_Task brief_:
Reproduce every line of the records between the line holding "instance of man's" and the line holding "left=113, top=58, right=273, bottom=387", inclusive, requests included, and shift each coordinate in the answers up by 86. Leave the numbers in the requests and in their format samples unchanged.

_Extracted data_:
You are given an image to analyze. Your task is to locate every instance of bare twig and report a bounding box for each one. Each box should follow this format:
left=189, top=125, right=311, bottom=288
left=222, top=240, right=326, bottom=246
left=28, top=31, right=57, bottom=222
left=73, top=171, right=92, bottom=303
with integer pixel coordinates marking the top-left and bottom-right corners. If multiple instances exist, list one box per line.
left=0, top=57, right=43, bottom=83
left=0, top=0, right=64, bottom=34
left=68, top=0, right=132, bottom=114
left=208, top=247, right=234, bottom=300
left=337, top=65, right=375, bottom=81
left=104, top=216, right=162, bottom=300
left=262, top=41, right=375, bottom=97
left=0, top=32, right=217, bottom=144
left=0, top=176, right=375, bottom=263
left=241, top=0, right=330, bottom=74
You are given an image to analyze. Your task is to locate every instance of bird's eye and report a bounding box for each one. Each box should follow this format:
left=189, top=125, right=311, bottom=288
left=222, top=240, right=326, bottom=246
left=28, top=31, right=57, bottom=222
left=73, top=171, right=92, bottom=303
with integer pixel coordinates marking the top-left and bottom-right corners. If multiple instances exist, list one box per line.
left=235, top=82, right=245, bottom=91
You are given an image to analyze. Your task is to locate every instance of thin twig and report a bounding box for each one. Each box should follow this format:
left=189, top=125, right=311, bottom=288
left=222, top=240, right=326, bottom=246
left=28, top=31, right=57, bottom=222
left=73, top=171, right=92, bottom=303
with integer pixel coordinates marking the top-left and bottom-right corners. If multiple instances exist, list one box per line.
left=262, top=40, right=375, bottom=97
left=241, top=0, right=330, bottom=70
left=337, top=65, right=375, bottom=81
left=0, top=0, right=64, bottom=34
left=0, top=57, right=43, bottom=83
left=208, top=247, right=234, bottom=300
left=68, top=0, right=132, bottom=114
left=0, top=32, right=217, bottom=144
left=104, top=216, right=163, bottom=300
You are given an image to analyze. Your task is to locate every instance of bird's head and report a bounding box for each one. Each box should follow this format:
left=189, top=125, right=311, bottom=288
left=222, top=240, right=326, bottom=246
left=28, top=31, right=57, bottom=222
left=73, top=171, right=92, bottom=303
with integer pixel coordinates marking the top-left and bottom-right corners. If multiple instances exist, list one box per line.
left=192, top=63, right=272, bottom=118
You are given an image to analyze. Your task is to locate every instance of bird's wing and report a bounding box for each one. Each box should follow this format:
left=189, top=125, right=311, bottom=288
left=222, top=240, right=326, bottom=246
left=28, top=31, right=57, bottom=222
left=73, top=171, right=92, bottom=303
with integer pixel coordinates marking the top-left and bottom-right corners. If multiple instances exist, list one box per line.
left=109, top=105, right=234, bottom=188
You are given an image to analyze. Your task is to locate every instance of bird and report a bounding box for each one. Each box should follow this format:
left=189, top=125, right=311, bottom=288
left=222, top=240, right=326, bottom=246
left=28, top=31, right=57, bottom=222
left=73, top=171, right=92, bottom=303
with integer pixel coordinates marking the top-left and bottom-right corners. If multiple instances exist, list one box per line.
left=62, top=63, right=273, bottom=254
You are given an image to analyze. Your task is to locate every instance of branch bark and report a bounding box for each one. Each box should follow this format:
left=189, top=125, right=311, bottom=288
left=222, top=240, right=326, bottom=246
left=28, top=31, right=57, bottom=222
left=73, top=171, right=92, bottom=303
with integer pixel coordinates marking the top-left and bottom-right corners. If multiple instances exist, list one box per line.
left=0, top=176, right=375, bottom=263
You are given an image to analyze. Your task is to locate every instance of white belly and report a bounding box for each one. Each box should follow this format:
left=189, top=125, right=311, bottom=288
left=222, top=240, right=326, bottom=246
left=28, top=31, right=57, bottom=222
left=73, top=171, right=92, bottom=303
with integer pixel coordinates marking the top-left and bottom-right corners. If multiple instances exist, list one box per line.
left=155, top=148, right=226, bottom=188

==

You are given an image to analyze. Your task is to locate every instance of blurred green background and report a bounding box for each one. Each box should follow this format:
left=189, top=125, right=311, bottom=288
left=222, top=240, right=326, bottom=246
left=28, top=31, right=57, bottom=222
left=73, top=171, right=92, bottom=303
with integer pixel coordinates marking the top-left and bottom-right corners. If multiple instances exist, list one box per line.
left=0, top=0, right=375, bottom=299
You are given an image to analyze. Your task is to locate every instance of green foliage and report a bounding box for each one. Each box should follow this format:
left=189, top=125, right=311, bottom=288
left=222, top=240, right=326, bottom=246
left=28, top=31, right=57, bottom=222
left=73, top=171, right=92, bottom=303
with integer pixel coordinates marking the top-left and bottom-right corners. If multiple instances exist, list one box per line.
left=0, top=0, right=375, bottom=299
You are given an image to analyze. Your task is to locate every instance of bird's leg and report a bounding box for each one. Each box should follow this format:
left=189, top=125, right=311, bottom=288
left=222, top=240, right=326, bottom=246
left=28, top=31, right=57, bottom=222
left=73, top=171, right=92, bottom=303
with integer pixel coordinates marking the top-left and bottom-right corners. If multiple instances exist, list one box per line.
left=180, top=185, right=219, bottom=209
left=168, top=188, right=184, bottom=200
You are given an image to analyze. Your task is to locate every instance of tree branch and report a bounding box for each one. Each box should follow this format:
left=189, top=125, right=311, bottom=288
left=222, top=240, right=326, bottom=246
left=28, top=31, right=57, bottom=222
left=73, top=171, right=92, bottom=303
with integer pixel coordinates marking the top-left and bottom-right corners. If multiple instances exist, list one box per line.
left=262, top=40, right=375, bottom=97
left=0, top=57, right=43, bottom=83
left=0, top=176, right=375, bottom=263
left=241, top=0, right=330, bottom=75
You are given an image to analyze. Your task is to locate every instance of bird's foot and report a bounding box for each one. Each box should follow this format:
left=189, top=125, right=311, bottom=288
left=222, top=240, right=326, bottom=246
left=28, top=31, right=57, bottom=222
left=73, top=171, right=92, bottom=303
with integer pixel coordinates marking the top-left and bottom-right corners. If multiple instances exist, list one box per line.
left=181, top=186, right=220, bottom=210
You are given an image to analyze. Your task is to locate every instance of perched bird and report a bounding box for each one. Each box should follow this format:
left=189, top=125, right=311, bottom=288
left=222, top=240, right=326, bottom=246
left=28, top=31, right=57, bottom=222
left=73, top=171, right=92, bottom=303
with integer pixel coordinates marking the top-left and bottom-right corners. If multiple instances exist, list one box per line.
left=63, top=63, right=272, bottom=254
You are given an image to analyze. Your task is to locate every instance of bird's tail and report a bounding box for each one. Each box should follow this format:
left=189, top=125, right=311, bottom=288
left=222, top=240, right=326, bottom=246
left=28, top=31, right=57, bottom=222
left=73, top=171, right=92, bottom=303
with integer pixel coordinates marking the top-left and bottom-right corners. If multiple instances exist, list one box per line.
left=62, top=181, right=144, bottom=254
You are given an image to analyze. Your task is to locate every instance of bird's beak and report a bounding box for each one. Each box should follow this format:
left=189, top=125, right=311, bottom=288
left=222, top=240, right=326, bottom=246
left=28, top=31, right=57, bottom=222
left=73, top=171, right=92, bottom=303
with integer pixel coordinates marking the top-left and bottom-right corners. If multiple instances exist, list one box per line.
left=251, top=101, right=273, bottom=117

==

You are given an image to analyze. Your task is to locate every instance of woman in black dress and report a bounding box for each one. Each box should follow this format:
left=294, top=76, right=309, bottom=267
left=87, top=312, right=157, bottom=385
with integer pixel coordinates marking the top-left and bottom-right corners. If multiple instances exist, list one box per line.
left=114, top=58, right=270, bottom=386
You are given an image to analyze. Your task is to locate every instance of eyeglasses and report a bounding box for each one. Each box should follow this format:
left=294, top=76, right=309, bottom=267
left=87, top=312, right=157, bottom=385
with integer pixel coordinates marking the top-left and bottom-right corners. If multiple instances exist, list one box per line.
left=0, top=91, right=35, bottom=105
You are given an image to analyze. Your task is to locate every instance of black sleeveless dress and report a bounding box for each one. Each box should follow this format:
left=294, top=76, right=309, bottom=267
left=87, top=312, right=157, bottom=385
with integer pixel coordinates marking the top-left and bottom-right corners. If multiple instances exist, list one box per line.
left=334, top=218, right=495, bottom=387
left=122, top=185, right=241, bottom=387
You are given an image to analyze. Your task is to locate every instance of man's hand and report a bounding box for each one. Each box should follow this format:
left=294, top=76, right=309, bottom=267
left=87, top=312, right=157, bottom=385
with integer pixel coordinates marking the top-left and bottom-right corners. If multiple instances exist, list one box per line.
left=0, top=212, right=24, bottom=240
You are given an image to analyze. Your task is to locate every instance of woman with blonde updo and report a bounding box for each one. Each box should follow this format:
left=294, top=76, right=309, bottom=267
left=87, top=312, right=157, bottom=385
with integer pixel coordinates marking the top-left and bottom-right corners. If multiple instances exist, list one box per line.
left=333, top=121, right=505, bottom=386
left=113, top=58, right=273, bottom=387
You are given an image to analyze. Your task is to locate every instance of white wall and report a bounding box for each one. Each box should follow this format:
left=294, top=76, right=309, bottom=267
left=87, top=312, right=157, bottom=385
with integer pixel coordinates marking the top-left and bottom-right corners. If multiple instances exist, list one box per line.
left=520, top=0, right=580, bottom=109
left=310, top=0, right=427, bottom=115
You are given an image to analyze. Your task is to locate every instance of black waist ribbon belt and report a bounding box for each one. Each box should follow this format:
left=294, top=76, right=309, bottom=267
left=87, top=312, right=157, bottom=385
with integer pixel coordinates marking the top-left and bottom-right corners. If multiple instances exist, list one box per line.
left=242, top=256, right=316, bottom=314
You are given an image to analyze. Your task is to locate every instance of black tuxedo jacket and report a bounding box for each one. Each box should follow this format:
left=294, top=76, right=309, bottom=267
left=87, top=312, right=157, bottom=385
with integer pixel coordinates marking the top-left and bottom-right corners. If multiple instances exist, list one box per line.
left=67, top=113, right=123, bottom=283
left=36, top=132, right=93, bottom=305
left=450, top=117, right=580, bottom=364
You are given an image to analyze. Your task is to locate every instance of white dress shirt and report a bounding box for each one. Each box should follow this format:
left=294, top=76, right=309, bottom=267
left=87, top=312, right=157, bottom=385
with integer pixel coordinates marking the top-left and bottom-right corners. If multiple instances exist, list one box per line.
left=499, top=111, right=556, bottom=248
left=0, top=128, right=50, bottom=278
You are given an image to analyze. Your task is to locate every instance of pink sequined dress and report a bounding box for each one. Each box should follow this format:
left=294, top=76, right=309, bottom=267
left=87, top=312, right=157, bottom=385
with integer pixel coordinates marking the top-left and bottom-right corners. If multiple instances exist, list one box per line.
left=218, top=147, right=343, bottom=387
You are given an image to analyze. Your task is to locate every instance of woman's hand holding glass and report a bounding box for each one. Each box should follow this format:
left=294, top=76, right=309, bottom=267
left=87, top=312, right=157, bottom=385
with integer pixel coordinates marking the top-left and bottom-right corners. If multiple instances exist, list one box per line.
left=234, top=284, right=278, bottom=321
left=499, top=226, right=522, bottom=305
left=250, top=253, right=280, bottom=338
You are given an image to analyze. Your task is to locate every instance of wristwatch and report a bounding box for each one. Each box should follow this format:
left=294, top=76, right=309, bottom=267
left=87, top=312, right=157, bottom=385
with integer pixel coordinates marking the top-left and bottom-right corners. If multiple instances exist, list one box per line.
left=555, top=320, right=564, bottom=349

_Solution to this task_:
You are given an image to analyze. Your task is to locate every instance of man's hand and report a bounding box for each one. Each box should follow this format:
left=294, top=76, right=309, bottom=267
left=87, top=312, right=157, bottom=385
with integer pixel coordinates marking the top-left and bottom-right corners. If multiple instances exist, list one box per line.
left=86, top=298, right=110, bottom=326
You are given an image to analyze. Your task is to locate every instance of woman with blonde updo and report a bounding box for each one. Each box should follow this format:
left=294, top=76, right=309, bottom=267
left=87, top=312, right=157, bottom=385
with integer pixel coordinates marking the top-left and bottom-right corners. If multiple instances exist, list one box per line.
left=419, top=207, right=591, bottom=472
left=199, top=144, right=359, bottom=473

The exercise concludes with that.